PJM’s analysis of transmission upgrade requests under Tariff Attachment EE is done in two steps. The SIS provides developers with an estimate of what their plan will cost with +/- 40% accuracy.
The first component of the SIS is the simultaneous feasibility test, in which PJM tests whether the developer’s IARR request can be accommodated without diminishing the income of the current ARR holders. After that, PJM identifies the facilities that are impacted by the IARRs, and the relevant TOs conduct “desk-side” studies — so called because they do not involve site visits — using the confidential methodology to identify upgrades needed to accommodate the IARRs and their estimated cost.
If the developer chooses to proceed based on the SIS results, PJM conducts an in-depth facilities study that requires a refundable deposit of at least $100,000 and is supposed to provide a more accurate itemization of required upgrades.
A facilities study done for Exelon in late 2014 pegged the cost to repair the Readington-Roseland line at about $14.2 million. Although the towers had been in service for 80 years, “based on visual observation only, tower replacements are not anticipated,” the study said.

*Brief 1*.
Using the PJM upgrade passage, answer the following:
(a) How accurate is the cost estimate that the SIS gives developers?
(b) What is the minimum refundable deposit for the in-depth facilities study?
(c) At roughly what cost did the 2014 facilities study for Exelon put the repair of the Readington-Roseland line?
*Brief 2*.
Translate this sentence from the PJM upgrade passage into Spanish: "A facilities study done for Exelon in late 2014 pegged the cost to repair the Readington-Roseland line at about $14.2 million."
*Brief 3*.
According to the PJM upgrade passage, why are the studies conducted by the relevant TOs called "desk-side" studies?
The data has no connection to the PJM upgrade passage.

Segmentation mask data:
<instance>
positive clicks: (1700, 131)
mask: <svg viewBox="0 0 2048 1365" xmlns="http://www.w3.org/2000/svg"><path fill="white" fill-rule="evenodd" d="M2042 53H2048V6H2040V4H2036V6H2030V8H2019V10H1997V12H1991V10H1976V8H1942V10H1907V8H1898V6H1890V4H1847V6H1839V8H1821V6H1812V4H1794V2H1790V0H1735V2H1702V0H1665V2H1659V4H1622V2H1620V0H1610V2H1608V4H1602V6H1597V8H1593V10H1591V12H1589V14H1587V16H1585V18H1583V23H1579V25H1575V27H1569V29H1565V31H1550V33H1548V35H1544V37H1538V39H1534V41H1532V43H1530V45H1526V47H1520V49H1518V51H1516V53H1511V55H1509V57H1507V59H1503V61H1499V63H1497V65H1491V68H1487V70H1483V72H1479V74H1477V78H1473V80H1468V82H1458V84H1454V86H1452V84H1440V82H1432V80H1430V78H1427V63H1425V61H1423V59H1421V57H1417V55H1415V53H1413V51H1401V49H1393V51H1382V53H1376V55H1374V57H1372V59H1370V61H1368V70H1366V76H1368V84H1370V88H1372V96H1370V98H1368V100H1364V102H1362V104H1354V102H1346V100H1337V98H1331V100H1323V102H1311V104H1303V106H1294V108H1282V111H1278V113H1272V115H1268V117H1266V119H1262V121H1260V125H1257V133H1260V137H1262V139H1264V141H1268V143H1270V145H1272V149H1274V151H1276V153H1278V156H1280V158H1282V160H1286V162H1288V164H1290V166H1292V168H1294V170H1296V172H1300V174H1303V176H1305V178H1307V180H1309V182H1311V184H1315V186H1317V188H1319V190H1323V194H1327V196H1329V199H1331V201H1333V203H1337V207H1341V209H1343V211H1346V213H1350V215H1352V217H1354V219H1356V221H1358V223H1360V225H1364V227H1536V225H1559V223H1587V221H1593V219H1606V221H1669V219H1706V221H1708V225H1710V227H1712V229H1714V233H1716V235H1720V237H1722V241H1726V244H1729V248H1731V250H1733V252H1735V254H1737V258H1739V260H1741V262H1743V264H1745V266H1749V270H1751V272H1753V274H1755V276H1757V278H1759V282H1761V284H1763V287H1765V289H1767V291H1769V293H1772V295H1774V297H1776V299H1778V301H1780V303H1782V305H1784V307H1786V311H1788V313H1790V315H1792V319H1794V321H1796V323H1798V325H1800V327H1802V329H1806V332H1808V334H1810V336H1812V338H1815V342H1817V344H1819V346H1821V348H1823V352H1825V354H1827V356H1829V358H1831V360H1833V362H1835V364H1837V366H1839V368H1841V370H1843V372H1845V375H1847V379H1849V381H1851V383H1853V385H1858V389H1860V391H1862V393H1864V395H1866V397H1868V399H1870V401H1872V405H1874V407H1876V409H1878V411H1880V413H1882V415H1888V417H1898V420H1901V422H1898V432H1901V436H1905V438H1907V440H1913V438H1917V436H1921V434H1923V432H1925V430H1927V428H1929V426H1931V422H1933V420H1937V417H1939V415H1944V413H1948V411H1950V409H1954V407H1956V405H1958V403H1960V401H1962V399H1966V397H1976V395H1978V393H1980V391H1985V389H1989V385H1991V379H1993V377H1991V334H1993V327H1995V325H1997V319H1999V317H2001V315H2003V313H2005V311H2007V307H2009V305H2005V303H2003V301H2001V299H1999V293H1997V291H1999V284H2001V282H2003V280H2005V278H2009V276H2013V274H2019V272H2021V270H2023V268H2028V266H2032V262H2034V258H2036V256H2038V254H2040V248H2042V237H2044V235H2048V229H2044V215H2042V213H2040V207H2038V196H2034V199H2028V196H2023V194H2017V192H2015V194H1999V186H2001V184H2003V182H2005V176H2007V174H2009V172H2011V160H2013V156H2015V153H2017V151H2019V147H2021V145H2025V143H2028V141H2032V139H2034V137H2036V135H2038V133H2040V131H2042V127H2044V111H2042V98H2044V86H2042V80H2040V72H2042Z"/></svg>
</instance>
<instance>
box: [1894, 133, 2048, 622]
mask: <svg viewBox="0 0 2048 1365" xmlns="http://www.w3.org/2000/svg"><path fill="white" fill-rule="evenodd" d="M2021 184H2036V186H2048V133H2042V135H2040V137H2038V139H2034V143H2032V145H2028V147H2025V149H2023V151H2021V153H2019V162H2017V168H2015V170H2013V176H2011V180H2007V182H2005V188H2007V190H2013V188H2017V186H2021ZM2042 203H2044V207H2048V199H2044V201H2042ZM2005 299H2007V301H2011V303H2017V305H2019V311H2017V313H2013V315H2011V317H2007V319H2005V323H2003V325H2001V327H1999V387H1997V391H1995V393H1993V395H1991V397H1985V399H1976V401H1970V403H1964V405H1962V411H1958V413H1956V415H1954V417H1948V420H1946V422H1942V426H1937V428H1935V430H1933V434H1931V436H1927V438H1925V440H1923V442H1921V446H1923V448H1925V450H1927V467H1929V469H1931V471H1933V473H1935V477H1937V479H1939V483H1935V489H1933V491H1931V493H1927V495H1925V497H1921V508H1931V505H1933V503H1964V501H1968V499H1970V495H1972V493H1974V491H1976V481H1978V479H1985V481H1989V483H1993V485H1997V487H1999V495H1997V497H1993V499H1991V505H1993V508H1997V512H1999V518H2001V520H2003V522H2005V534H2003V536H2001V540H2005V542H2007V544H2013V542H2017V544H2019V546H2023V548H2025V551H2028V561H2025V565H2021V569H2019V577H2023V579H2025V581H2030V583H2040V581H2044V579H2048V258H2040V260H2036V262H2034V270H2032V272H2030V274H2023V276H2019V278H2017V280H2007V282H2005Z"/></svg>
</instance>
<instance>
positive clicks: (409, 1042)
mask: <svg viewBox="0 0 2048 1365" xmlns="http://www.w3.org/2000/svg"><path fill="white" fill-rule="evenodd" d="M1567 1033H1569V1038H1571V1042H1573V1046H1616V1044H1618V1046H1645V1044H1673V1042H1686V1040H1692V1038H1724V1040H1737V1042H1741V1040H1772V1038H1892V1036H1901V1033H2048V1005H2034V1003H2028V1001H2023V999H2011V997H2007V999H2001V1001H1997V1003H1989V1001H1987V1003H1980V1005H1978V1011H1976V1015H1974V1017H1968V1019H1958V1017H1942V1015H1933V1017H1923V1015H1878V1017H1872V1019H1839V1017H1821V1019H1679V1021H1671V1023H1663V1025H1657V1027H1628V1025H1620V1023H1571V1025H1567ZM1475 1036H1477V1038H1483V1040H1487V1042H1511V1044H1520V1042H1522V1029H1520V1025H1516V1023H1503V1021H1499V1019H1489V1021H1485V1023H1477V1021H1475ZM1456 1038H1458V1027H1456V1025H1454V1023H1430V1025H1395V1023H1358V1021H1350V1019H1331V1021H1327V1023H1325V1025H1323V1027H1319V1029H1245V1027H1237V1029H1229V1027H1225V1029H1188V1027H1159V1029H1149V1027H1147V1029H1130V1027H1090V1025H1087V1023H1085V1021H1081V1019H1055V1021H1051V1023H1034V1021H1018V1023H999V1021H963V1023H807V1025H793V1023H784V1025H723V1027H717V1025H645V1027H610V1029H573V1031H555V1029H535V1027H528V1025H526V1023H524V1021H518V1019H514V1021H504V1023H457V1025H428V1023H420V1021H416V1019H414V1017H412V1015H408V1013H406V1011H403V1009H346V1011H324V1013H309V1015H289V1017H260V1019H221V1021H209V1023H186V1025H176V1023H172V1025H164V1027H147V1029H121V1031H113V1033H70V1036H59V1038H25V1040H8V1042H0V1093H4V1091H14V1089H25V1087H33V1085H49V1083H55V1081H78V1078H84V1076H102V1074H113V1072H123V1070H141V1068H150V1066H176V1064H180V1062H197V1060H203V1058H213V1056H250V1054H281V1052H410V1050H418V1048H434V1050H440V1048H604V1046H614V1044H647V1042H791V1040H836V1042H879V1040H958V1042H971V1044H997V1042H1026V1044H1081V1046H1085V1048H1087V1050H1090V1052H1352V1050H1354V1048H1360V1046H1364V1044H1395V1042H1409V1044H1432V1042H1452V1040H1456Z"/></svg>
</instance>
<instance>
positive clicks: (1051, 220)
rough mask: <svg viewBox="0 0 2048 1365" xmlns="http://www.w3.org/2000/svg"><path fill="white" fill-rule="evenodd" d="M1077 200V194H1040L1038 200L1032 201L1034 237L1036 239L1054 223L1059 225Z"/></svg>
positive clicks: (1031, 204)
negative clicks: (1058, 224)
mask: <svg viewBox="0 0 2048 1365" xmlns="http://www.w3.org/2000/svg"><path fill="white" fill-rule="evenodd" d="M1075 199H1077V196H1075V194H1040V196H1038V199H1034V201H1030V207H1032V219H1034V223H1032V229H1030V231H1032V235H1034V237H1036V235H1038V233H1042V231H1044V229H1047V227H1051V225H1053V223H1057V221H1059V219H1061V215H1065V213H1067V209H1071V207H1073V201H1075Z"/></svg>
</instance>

*Exercise solution 1*.
(a) +/- 40%
(b) $100,000
(c) About $14.2 million

*Exercise solution 2*.
Un estudio de instalaciones realizado para Exelon a finales de 2014 estimó el costo de reparar la línea Readington-Roseland en unos 14,2 millones de dólares.

*Exercise solution 3*.
They are called "desk-side" studies because they do not involve site visits.